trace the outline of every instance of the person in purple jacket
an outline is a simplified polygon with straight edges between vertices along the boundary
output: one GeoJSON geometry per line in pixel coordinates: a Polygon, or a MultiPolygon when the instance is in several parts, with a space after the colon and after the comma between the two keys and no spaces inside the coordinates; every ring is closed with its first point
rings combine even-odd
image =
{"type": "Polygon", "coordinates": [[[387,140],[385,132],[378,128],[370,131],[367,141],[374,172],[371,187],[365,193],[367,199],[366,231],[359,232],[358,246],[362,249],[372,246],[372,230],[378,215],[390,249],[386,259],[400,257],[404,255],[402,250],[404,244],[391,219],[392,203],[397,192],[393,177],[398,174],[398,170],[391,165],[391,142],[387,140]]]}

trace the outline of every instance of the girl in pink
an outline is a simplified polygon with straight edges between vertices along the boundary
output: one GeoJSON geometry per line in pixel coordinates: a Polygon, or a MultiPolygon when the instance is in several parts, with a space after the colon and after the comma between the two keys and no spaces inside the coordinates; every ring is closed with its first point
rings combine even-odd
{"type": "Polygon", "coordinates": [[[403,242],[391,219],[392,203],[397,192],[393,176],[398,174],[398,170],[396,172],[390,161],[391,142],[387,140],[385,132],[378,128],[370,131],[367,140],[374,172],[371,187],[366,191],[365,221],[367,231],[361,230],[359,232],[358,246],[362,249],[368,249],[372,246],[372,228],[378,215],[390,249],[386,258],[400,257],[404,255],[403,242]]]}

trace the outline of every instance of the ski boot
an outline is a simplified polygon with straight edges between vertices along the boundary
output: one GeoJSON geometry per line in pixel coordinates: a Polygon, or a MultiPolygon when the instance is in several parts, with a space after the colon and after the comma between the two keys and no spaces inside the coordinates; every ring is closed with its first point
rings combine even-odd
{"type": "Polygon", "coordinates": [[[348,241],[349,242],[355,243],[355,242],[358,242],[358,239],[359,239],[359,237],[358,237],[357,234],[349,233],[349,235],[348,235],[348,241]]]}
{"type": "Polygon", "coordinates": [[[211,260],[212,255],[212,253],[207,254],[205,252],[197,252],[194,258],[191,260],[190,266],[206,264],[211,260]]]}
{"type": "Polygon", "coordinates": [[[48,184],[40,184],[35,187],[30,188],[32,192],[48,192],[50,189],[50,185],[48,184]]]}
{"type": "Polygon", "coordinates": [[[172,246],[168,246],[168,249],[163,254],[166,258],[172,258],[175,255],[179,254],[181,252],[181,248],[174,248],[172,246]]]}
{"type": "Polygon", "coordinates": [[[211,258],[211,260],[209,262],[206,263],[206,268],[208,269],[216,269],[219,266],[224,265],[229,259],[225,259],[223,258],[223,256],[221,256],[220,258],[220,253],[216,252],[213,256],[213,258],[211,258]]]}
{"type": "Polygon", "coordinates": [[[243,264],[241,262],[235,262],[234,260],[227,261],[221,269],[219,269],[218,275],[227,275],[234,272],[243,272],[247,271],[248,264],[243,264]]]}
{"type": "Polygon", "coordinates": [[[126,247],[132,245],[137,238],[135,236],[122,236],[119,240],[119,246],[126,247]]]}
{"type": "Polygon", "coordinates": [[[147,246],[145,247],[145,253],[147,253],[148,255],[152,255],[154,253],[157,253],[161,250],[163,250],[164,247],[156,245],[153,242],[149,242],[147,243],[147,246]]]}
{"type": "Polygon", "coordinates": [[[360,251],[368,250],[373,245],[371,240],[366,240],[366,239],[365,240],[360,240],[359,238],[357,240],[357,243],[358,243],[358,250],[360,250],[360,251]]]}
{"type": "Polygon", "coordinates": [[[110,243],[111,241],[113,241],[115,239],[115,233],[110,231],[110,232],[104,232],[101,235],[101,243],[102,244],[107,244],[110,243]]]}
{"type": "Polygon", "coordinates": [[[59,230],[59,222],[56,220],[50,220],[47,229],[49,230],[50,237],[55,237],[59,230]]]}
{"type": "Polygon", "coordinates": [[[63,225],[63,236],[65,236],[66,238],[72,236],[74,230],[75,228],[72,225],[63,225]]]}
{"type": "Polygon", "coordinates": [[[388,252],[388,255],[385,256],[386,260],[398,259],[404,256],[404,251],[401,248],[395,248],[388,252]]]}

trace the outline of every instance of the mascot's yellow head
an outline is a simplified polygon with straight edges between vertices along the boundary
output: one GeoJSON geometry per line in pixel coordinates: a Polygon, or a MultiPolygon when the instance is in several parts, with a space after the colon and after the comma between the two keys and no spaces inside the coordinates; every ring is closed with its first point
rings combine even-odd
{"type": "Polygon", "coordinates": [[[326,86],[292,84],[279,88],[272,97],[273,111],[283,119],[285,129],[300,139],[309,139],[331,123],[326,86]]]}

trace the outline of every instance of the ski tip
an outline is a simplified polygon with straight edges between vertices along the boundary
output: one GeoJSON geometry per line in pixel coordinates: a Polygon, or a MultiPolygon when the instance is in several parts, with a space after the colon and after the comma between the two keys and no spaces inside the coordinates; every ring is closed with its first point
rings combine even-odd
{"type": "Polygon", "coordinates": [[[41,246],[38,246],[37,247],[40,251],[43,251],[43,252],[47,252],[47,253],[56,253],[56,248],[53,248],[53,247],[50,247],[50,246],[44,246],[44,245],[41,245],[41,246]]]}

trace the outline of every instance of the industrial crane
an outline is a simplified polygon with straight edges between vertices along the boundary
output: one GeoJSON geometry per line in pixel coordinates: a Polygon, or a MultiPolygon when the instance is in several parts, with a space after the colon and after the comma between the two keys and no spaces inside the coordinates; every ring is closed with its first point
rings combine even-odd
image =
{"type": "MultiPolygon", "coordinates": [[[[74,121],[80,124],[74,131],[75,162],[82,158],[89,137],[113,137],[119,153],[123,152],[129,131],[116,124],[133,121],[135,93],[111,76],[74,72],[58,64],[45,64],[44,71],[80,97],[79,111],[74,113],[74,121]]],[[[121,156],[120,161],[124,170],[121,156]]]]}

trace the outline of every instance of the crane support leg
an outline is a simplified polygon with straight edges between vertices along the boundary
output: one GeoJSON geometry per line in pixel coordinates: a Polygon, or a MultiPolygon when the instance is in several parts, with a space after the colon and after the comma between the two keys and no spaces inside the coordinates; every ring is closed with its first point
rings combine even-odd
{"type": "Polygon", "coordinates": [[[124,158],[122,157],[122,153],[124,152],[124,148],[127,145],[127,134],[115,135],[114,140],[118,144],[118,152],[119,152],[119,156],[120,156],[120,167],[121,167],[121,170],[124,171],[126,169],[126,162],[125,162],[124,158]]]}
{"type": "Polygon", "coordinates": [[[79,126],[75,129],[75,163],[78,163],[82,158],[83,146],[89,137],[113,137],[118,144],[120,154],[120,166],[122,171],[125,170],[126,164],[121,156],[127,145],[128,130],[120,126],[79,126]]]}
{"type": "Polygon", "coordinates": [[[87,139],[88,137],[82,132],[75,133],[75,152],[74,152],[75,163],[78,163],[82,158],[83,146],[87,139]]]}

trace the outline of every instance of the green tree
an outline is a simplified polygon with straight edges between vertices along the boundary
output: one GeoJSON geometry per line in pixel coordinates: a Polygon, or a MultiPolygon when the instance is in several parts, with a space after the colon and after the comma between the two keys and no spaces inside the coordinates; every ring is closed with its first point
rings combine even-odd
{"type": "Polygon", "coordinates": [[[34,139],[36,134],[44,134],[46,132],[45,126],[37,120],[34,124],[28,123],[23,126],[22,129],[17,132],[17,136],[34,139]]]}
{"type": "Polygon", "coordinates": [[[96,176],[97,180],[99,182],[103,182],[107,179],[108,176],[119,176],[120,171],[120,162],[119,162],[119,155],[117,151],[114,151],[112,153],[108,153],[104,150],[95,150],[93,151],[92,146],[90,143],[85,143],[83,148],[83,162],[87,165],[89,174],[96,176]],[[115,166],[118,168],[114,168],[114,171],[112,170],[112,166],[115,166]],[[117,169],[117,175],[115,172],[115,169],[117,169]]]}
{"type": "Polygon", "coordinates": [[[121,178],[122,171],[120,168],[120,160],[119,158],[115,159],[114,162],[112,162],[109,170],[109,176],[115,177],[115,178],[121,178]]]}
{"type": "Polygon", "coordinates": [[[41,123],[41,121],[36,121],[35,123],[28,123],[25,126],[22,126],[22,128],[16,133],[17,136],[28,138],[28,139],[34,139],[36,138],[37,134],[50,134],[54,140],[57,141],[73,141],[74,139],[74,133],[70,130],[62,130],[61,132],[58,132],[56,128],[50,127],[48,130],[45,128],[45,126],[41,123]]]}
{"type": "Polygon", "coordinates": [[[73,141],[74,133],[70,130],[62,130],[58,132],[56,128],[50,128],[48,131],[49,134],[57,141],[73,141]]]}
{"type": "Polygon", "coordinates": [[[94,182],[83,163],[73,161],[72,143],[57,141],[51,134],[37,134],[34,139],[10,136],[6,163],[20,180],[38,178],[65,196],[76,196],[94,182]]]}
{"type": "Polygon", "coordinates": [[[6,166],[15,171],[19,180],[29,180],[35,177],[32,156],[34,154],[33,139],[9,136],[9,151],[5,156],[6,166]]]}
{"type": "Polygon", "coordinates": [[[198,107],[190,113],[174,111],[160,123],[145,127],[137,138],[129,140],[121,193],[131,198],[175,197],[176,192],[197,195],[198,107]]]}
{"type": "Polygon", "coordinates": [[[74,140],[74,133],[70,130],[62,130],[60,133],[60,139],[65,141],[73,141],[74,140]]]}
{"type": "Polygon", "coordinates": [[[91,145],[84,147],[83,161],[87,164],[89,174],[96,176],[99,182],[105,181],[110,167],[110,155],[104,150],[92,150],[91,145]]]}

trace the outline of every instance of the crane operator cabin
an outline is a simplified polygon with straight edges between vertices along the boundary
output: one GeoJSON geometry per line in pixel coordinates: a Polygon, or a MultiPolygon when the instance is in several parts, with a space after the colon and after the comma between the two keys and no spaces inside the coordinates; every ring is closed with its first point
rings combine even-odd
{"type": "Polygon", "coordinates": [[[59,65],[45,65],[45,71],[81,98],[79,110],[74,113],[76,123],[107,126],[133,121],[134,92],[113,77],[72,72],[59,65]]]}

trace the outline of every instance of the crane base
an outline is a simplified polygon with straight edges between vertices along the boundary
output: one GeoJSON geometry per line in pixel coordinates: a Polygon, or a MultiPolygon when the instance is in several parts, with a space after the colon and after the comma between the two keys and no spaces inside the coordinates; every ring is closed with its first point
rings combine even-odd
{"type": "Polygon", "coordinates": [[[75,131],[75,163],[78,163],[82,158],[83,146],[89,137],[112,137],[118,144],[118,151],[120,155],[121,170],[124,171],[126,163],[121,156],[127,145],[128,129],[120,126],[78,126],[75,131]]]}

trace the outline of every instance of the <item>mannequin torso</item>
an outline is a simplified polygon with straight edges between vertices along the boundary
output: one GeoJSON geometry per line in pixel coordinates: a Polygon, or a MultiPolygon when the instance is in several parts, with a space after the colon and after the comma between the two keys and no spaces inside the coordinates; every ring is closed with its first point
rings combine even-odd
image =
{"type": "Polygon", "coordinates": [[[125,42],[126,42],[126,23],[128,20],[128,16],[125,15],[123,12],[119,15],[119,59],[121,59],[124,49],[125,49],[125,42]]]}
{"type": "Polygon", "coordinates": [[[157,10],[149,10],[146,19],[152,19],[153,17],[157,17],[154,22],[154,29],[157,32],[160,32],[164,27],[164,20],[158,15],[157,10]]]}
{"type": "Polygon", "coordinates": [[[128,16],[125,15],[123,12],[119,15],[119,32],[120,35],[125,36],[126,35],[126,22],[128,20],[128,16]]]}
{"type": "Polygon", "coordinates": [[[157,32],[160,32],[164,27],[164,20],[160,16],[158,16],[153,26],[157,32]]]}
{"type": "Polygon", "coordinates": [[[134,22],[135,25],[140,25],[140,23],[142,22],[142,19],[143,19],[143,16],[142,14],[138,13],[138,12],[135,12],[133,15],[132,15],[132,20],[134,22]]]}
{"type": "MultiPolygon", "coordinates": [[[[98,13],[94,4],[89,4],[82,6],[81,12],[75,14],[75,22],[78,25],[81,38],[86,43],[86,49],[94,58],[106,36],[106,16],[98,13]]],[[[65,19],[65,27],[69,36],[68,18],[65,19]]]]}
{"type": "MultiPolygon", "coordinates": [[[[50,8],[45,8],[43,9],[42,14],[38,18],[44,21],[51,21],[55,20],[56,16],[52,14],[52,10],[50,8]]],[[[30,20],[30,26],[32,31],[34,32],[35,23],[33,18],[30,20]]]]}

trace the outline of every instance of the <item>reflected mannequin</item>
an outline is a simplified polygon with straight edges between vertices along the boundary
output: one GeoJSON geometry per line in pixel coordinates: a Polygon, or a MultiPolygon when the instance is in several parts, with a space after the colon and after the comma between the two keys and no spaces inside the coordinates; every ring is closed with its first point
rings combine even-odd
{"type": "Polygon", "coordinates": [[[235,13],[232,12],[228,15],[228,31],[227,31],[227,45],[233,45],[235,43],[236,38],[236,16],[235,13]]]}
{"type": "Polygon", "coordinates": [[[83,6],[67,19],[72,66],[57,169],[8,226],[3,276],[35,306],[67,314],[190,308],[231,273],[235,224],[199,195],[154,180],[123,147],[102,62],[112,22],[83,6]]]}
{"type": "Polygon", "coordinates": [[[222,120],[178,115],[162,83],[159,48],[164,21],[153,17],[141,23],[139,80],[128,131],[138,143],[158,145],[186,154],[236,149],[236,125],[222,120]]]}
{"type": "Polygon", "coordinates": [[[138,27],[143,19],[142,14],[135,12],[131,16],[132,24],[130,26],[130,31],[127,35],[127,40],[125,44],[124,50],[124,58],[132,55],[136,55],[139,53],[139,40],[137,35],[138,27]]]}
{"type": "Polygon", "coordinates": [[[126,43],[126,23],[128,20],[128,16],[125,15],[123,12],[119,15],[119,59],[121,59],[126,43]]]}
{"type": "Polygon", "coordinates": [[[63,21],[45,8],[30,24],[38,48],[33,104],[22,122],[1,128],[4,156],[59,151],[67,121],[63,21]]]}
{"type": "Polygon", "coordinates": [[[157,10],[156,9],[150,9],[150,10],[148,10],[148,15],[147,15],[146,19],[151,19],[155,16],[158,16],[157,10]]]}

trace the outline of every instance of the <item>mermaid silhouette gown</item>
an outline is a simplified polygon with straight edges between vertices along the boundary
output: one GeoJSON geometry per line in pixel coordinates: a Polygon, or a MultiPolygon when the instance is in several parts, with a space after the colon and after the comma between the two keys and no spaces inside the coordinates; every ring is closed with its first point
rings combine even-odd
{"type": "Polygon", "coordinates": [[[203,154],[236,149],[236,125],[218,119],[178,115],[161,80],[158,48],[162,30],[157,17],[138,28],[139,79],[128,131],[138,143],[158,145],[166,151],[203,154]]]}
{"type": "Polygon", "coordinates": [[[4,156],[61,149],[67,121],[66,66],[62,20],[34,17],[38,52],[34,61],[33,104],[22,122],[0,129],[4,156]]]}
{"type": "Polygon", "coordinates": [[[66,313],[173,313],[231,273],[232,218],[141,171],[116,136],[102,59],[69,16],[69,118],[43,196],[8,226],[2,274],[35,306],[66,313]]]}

□ □ □

» WHAT YOU SHOULD DO: Copy out all lines of the material containing the word "crane".

» SOLUTION:
trace the outline of every instance of the industrial crane
trace the outline of every instance of the crane support leg
trace the outline of every instance of the crane operator cabin
trace the outline of every instance of the crane base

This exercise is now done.